**Given data**
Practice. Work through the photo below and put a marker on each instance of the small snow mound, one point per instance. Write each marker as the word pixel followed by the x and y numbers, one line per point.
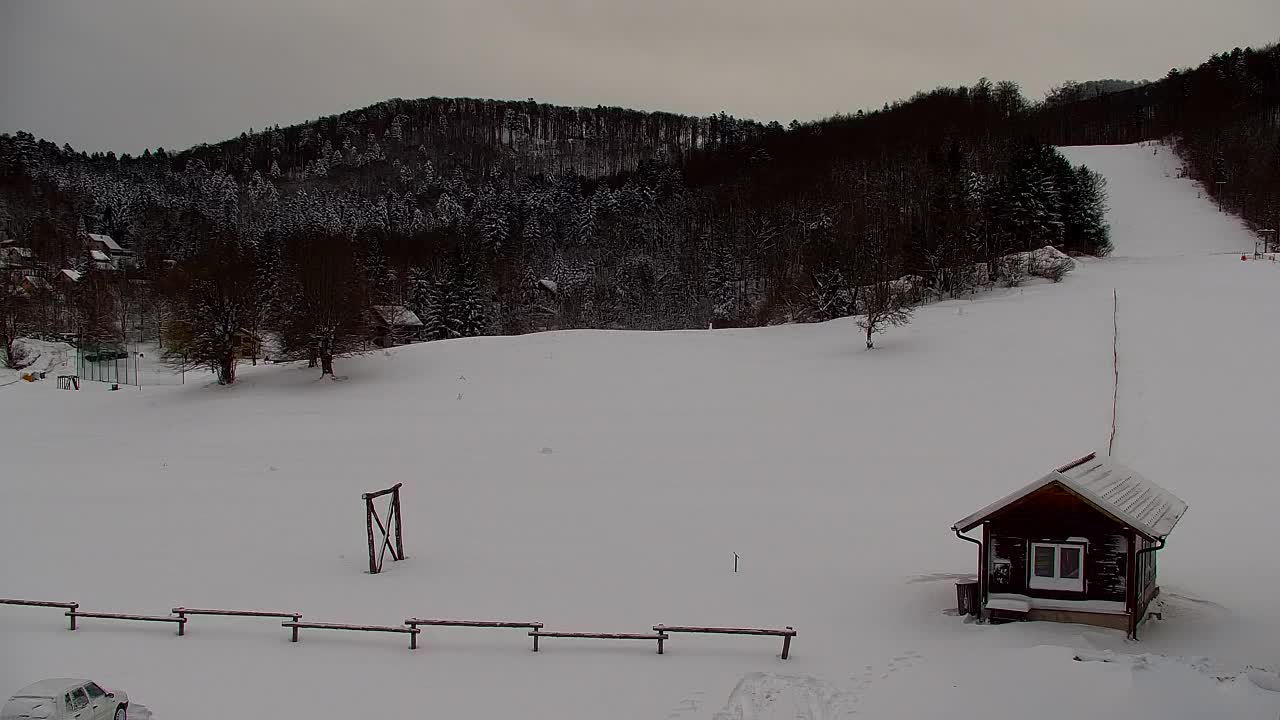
pixel 1265 680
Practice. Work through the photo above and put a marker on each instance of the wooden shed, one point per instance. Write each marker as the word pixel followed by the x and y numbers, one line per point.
pixel 1075 546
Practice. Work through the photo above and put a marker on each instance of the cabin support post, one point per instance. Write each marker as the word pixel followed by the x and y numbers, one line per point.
pixel 1133 616
pixel 982 563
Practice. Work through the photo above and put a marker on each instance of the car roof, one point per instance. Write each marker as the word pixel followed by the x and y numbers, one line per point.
pixel 53 687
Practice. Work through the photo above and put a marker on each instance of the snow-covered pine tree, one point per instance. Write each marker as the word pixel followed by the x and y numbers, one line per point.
pixel 426 300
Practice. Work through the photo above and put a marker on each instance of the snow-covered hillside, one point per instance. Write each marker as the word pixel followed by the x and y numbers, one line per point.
pixel 603 481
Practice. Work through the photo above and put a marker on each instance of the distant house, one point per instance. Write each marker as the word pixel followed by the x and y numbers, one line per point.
pixel 247 343
pixel 100 260
pixel 118 256
pixel 1075 546
pixel 16 258
pixel 33 286
pixel 394 324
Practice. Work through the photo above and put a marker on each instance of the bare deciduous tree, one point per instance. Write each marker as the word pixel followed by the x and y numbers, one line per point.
pixel 13 310
pixel 215 304
pixel 885 306
pixel 323 309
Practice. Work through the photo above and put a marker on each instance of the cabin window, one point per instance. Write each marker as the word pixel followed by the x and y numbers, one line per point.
pixel 1057 566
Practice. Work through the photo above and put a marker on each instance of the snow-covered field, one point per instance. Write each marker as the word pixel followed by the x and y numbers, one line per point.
pixel 603 481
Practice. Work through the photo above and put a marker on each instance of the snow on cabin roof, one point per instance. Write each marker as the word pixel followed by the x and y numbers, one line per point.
pixel 1112 488
pixel 37 282
pixel 397 317
pixel 112 246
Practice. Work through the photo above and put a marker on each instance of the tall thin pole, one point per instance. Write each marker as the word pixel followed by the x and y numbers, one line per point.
pixel 1115 365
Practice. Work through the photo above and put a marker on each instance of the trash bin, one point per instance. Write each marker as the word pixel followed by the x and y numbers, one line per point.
pixel 967 596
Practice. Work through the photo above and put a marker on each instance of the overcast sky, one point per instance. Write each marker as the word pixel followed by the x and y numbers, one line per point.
pixel 127 74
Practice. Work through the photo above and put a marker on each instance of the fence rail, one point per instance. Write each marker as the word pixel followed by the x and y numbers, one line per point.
pixel 411 627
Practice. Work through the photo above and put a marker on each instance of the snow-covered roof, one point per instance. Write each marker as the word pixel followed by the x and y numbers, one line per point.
pixel 37 282
pixel 53 687
pixel 112 246
pixel 397 315
pixel 1109 486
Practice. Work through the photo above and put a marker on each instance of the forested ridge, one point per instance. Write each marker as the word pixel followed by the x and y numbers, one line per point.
pixel 508 217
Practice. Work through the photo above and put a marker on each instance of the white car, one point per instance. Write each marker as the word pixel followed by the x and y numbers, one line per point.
pixel 64 698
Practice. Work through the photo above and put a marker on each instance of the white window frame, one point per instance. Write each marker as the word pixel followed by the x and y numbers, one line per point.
pixel 1055 583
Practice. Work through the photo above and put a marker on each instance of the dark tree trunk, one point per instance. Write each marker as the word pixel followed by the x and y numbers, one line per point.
pixel 227 370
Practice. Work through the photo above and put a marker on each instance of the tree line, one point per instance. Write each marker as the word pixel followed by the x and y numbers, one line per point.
pixel 489 217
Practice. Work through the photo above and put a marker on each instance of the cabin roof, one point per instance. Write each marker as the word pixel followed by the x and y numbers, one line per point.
pixel 1112 488
pixel 112 246
pixel 397 317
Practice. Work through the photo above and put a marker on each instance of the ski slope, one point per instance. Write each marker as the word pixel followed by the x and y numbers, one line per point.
pixel 603 481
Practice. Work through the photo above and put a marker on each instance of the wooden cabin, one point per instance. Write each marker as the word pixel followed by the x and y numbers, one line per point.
pixel 394 324
pixel 1075 546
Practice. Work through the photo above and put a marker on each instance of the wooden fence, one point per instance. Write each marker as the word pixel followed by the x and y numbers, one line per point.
pixel 412 627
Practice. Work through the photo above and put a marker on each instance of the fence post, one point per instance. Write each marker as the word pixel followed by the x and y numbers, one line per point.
pixel 369 524
pixel 400 541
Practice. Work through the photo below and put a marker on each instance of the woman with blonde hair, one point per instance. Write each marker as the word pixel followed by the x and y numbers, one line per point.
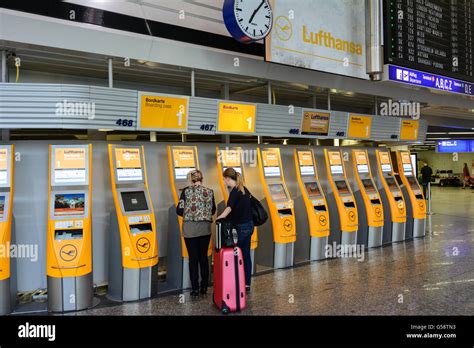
pixel 197 206
pixel 239 211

**Problem**
Please retype the material in full, exactly as it reads, apart from the images.

**Written response**
Practice. Work through the photo below and put a marker on each instance of the small snow mound, one point per instance. Write each marker as the word pixel followed by the x and y numbers, one line per point.
pixel 1265 680
Practice. Work through the photo above and put a marker on each instance of the wooden shed, one point per instance. Write each marker as the word pixel followed by the x and y numbers, one line per point.
pixel 1075 546
Practice. Work through the photo above and put a marker on each instance of the cabin support post, one point per instance. Write each marker as the word pixel followed by the x and y numbers, one line per point.
pixel 1133 616
pixel 982 563
Practice. Work through the photo above and put a marker on each instance of the car roof, one point per instance. Write each marker as the word pixel followed by the x and y numbers, one line per point.
pixel 53 687
Practice. Work through the photo above and put a marker on each instance of the snow-covered pine tree, one point per instance. Write each marker as the word pixel followed by the x and y numbers, one line per point.
pixel 426 300
Practice. Work through the photo above and put a marker on each instance of the snow-covered hillside, one point per instance. Write each marker as the word pixel followed by the x and y numbers, one line per point.
pixel 603 481
Practice. Work through the photo above and put a marker on each instance of the distant house, one point per instance. Write each marker as the word pixel followed by the x and y numbers, one line per point.
pixel 247 343
pixel 100 260
pixel 118 256
pixel 1075 546
pixel 16 258
pixel 33 286
pixel 394 324
Practice. Work through the photo above and put a marker on each instance of the bare deciduous tree, one point per instance. Write each marker as the word pixel followed by the x and y numbers, one line per point.
pixel 13 310
pixel 215 304
pixel 885 306
pixel 323 309
Practice. Work through the photo above and put a marker on each instance of the cabin window, one point per instance. Write each marker as the word pixel followed by the x and y numbers, one line per point.
pixel 1057 566
Practice. Work through the photo above and put a marker on each instance of the snow-covered field, one point per instance. Write each marker as the word pixel followed by the x and y numbers, one line per point.
pixel 603 481
Practice. Work through the photo above and put a marker on each instance of the snow on cabin roof, one point per instance. Write each marker as the word pixel followed by the x and y numbers, one line per point.
pixel 1112 488
pixel 37 282
pixel 397 317
pixel 112 246
Practice. Work through the photo above and put a marker on each instance of the tall thin pole, one point per instance. Write each marker as the word pixel followed by the x and y numbers, one line per point.
pixel 1115 365
Practice. Work through the photo above and put a marker on each instance of the trash bin, one point per instance. Write each marker as the word pixel followed by the x and y numbers, one line per point.
pixel 967 596
Practice. Work through the photo above and put a marker on each instance of the overcast sky, one point per instance. Write each marker as the word pixel followed by the x and y numbers, one line per point.
pixel 127 74
Practice. Work through the photo above and put a marker on each instance of the fence rail, one point per instance. Write each marker as the word pixel followed by the x and y numbers, one line per point.
pixel 411 627
Practice. Work through the photo above and put a marker on each instance of the snow-covered roof, one point per instance. Write each marker as the word pixel followed by the x and y numbers, one line per point.
pixel 37 282
pixel 53 687
pixel 112 246
pixel 397 315
pixel 1109 486
Practice. Work through the photo above and put a marker on each instance of the forested ridge, one point per instance. Write each marker as the word pixel followed by the x and y numbers, one line per point.
pixel 508 217
Practice. Work through the photo above and put a marker on each instance of the white car, one point per instance. Write each marker as the word pixel followed by the x and y numbers, one line per point.
pixel 64 698
Practice. Work through the photo above and put a marker on each instance of the white window frame, one point per instance. Write each marker as the word pixel followed by the x and y numbers, one line per point.
pixel 1055 583
Practice. Work through the photo above and put a marker on each instance of the dark tree trunk, one point per instance. Write each marker as the word pixel followed by the x and y numbers, one line per point.
pixel 227 370
Practice. Work through the photo above and put a marker on each instance of the tree line, one point per instance. Write each marker as the word pixel followed by the x and y numbers, one line per point.
pixel 489 217
Practice. Work through the photo above and put a marker on each instance of the cabin roof, one point per instance. Write each marker as the word pixel followed by the x and y numbers, one line per point.
pixel 1112 488
pixel 112 246
pixel 397 317
Practice. Work through the photo above and put a marker on each instance of the ski slope, one point per instance. Write each marker as the word pixel followed by the x and y numbers, one line per point.
pixel 603 481
Practice. Work through the photo above and put a marker on each instance of the wooden cabin, one point per instance. Write each marker as the word pixel followed by the x and y numbers, one line per point.
pixel 394 324
pixel 1075 546
Practice. Work through the photo above and put a marker on each instance of the wooden fence, one point per instance. Write each marker as the word pixel followed by the x and y numbers, one line per point.
pixel 412 627
Practice. Work through the photo above and put a marker on each instance of the fence post, one point per instance. Write each marker as the word pixel followed by the x and y numbers, one line per point.
pixel 369 524
pixel 400 541
Practice. Work through the photo below and put a marker on each instance of the woman with blonde hair, one point per instance. Write each marker as the word pixel followed by the x and y numbers, one line per point.
pixel 197 206
pixel 239 211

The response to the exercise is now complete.